Stored entries:
──────────────────────────────
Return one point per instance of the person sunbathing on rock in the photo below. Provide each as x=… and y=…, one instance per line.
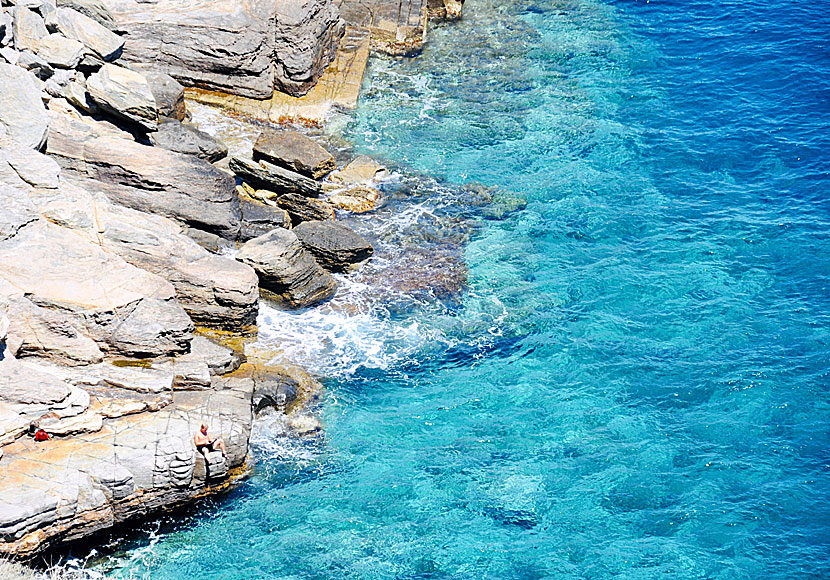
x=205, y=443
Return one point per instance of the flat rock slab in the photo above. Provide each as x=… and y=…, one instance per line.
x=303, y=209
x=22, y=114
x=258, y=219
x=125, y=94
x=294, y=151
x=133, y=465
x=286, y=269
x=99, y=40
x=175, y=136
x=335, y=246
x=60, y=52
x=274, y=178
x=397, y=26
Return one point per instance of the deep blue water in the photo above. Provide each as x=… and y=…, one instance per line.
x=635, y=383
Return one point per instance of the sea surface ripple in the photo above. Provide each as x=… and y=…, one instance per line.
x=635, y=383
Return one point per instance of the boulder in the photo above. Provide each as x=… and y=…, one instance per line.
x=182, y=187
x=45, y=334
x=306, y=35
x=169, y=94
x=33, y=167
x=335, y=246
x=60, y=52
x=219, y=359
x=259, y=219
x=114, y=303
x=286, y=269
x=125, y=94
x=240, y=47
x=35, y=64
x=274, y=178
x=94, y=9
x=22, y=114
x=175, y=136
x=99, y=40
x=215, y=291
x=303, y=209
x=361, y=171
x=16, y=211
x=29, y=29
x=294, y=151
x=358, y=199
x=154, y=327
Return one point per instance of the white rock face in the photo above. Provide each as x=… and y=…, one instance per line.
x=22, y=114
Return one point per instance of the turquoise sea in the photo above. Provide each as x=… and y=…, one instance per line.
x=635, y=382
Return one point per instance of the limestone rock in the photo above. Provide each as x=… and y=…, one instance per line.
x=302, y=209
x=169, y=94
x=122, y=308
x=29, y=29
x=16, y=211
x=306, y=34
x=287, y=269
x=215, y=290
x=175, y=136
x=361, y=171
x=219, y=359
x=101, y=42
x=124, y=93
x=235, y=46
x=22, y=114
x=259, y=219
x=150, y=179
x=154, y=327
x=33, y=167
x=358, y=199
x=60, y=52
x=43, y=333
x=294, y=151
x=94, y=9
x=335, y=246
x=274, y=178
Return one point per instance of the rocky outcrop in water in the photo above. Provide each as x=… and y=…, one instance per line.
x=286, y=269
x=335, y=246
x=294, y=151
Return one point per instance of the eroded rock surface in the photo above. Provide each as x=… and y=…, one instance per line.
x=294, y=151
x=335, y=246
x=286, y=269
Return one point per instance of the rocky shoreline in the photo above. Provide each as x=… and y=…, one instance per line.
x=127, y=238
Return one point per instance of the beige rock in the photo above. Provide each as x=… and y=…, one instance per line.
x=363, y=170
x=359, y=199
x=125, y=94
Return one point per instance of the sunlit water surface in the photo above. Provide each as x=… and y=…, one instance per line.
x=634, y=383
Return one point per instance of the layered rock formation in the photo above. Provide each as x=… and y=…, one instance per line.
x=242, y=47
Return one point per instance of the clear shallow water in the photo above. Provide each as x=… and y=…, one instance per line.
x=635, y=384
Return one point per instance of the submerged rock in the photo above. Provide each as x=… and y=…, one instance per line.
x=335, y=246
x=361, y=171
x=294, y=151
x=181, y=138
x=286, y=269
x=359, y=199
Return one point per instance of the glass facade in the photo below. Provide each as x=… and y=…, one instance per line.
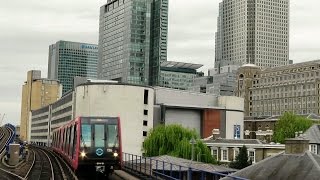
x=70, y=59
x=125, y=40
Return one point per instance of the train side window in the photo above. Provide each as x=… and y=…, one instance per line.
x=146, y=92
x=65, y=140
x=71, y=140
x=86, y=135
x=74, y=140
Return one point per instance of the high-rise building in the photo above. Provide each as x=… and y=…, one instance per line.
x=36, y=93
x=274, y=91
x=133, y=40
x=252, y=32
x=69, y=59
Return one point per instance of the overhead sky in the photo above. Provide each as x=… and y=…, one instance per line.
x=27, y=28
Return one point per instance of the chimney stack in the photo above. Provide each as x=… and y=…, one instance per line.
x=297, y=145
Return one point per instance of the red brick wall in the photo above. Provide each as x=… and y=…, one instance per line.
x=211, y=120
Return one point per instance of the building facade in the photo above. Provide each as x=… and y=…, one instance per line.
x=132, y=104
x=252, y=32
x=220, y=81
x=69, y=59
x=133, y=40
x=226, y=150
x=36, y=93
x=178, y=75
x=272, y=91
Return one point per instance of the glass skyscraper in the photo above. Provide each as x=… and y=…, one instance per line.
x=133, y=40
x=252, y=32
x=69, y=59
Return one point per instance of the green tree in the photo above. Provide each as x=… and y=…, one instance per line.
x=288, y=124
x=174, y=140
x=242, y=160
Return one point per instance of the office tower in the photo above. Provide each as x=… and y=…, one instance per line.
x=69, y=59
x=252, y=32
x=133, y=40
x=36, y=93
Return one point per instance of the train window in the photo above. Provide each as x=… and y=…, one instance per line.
──────────────────────────────
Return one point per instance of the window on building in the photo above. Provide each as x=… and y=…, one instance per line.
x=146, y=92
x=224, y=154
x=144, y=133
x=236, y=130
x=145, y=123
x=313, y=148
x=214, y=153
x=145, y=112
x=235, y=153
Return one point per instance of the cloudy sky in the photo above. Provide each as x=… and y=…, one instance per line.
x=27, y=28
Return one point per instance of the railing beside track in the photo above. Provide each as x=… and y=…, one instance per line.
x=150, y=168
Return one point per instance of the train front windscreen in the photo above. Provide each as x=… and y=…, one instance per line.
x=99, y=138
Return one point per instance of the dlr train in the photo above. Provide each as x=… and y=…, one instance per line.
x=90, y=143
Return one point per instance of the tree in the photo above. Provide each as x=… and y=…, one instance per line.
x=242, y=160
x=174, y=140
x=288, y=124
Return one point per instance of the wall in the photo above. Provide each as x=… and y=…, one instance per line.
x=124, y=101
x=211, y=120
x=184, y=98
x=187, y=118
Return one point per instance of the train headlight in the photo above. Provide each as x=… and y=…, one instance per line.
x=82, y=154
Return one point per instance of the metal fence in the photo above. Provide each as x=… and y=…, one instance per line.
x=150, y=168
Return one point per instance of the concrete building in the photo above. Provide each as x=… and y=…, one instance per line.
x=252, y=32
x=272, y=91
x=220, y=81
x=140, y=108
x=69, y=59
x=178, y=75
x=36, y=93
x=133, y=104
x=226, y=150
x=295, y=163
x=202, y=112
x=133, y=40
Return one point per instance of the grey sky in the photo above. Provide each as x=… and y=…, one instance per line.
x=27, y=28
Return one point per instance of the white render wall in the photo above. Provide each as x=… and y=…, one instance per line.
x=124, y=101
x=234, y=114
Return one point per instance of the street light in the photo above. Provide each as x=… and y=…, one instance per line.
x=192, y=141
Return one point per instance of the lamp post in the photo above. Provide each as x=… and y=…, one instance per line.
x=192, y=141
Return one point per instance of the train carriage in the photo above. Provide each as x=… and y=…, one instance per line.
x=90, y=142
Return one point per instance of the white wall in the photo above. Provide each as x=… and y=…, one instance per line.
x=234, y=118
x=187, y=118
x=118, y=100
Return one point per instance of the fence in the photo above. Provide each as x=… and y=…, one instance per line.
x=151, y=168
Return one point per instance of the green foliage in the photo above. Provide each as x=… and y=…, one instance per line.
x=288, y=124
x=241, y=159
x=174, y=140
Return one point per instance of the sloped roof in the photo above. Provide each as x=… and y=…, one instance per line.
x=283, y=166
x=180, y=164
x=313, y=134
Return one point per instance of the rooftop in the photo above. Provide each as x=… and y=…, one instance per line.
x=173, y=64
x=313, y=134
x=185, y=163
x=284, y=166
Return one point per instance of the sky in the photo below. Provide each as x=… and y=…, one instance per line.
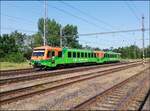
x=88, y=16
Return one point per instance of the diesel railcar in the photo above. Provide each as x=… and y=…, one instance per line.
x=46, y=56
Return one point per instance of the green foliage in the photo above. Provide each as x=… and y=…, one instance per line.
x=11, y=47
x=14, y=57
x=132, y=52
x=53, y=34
──────────────────────────────
▶ Challenge: Copy the lines verbatim, starting with the line containing "Return one point per instance of the rocky shoreline" and stopping after the line containing "x=297, y=145". Leave the pictures out of your copy.

▶ Exercise solution:
Return one point per instance of the rocky shoreline in the photo above. Provide each as x=… and y=…, one instance per line.
x=127, y=238
Return one point per instance of the beige rock in the photo above. Provide each as x=… and y=…, one instance per line.
x=363, y=170
x=359, y=199
x=125, y=94
Return one point per instance of the sunlit water surface in the photo above. Provide each as x=… and y=…, one instance per line.
x=634, y=383
Return one point per instance of the layered rock formation in the photo above. Provide each as x=… and y=…, one instance per line.
x=242, y=47
Return one point per instance of the clear shallow water in the photo above. Provide each as x=… and y=…, one instance per line.
x=635, y=384
Return one point per instance of the submerged rock in the photo above. Provide each as x=… and y=…, one instance per line.
x=335, y=246
x=361, y=171
x=294, y=151
x=181, y=138
x=286, y=269
x=359, y=199
Return one point per instance of the glass facade in the photo below. Provide each as x=… and y=…, one instance per line.
x=70, y=59
x=125, y=40
Return one point per instance of the train side window in the photo above. Provide each as x=… and y=…, one instance per line.
x=146, y=92
x=65, y=140
x=71, y=140
x=86, y=135
x=74, y=140
Return one point per instance of the high-rise building in the photo above. Provide each as x=… and y=…, one instance per line.
x=36, y=93
x=274, y=91
x=133, y=40
x=252, y=32
x=69, y=59
Return one point per instance of the overhead sky in the photo above. Provide each as x=… and y=…, one instance per line.
x=27, y=28
Return one point per instance of the chimney stack in the photo above. Provide each as x=… and y=…, one instance per line.
x=297, y=145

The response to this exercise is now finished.